• **Challenge**
Rewrite every item below, replacing "pixel coordinates" with "image coordinates" wherever it occurs and keeping everything else the same.
━━━━━ Records provided
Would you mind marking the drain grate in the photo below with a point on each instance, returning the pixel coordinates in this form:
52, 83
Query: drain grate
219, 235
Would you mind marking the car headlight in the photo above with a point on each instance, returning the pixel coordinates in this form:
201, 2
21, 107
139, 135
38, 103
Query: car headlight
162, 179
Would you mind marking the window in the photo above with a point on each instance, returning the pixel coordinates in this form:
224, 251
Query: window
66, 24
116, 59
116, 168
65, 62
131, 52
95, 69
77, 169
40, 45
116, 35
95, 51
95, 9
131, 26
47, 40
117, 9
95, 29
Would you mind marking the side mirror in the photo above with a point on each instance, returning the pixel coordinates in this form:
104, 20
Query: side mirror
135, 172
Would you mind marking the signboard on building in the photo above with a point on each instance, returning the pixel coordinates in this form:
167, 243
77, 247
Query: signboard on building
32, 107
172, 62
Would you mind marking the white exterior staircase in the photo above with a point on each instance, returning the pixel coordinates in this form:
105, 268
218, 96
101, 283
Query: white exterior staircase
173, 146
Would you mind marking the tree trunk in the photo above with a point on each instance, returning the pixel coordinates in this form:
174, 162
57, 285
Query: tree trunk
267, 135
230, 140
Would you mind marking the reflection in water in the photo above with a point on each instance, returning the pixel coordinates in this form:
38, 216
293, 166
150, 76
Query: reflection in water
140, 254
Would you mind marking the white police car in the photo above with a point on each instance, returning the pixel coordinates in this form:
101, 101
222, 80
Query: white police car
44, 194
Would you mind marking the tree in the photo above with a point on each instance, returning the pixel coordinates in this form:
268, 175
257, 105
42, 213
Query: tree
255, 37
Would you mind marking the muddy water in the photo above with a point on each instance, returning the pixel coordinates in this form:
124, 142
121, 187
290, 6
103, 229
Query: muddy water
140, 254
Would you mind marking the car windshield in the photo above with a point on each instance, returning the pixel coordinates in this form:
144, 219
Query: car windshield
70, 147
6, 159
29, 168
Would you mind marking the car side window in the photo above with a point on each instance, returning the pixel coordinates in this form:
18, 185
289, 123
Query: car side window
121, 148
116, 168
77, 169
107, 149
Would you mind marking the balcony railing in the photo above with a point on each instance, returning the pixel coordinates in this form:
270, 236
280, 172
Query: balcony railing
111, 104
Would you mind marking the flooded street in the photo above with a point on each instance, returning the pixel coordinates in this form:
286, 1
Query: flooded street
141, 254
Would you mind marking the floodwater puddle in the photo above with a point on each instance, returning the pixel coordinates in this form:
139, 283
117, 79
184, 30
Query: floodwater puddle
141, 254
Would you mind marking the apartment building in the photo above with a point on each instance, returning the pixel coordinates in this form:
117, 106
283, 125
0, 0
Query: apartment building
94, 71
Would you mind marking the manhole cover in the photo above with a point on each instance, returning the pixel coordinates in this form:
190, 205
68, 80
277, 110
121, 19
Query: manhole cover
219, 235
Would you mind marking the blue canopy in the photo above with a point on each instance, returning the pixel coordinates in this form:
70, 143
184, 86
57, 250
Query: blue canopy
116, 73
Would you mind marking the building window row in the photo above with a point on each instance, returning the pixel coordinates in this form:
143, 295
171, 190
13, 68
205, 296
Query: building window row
━━━━━━━━━━
• **Response to the task**
Would you mind marking the drain grate in the photo below with a point on each instance, returning the image coordinates in this form:
52, 83
Query: drain grate
219, 235
Would you mind marking the car headlight in the photo above with a point on each instance, returning the image coordinates in this form:
201, 2
21, 107
139, 135
38, 103
Query: car headlight
162, 179
Would you mind marking the window in the photo above with a point on each instance, returning the image coordinates in this form:
224, 251
Query: window
66, 24
116, 59
116, 168
65, 62
131, 52
95, 69
77, 169
40, 45
116, 35
95, 51
95, 9
131, 26
47, 40
117, 9
95, 29
Would you mind marking the side mirror in the photo above with a point on each instance, returning the image coordinates in this form:
104, 20
Query: side mirror
135, 172
Would you mind marking the signboard on building in the photo above with a point on each instance, returning the image coordinates in this form:
167, 243
77, 247
Query: signboard on building
32, 107
172, 62
Would you mind marking the white exterior staircase in the photo above with a point on each instance, returning the image coordinates in this form:
105, 268
218, 96
101, 283
Query: white exterior staircase
173, 146
Would you mind marking the tree trunk in the photo above with a point on each instance, returning the image coordinates in this form:
174, 162
57, 285
Query: tree trunk
267, 135
230, 140
Would you mind marking the reflection in water in the photo above with a point on each instance, returning the image coordinates in this form:
38, 216
293, 166
150, 76
Query: reflection in water
140, 254
Would you mind marking the white police car in the photo above with a point on each instance, returning the image coordinates in this form:
101, 101
222, 80
Query: white police car
44, 194
Would you mind marking the tree in the photo above with a point on each instance, returning the image coordinates in this form:
268, 175
257, 105
42, 213
Query: tree
255, 37
Would you mind marking the muddy water in the photo above with a point on each instance, returning the image coordinates in this form:
124, 142
121, 187
290, 6
103, 229
Query: muddy water
140, 254
Would you mind marking the car windshield in the photo above with a point on each instance, returning the image coordinates in this form:
144, 219
Query: car windshield
70, 147
6, 159
29, 168
Would you mind marking the car side window in the photo above with a point on each instance, returning the image coordinates in this form:
18, 185
289, 123
Query: car side window
121, 148
116, 168
77, 169
107, 149
Would you mind marking the balcony railing in the photo above with a point on each instance, returning the image coordinates in this form:
270, 236
280, 172
Query: balcony railing
111, 104
Would you mind marking the flooded street in the photo above with a point on each instance, returning the image coordinates in this form:
286, 1
Query: flooded street
141, 254
Would you mind marking the floodwater puddle in the photo above with a point on each instance, returning the image coordinates in this form:
139, 283
117, 79
184, 30
Query: floodwater puddle
141, 254
Would you mind marking the apartment building in the photo above with a point on each instance, returning the image coordinates in this form:
117, 106
283, 125
0, 0
Query: apartment building
94, 71
Would you mind marking the manhole cover in the photo above with a point on each instance, returning the image coordinates in this form:
190, 205
68, 80
277, 110
121, 19
Query: manhole cover
219, 235
Would you mind marking the blue canopy in the photo above with a point on each instance, returning the image coordinates in this form:
70, 143
184, 86
57, 250
Query: blue canopy
116, 73
Would you mind marking the building window row in the photo above with a point on each instance, returning the image coordinates in this form:
143, 295
171, 190
13, 68
205, 296
Query: building window row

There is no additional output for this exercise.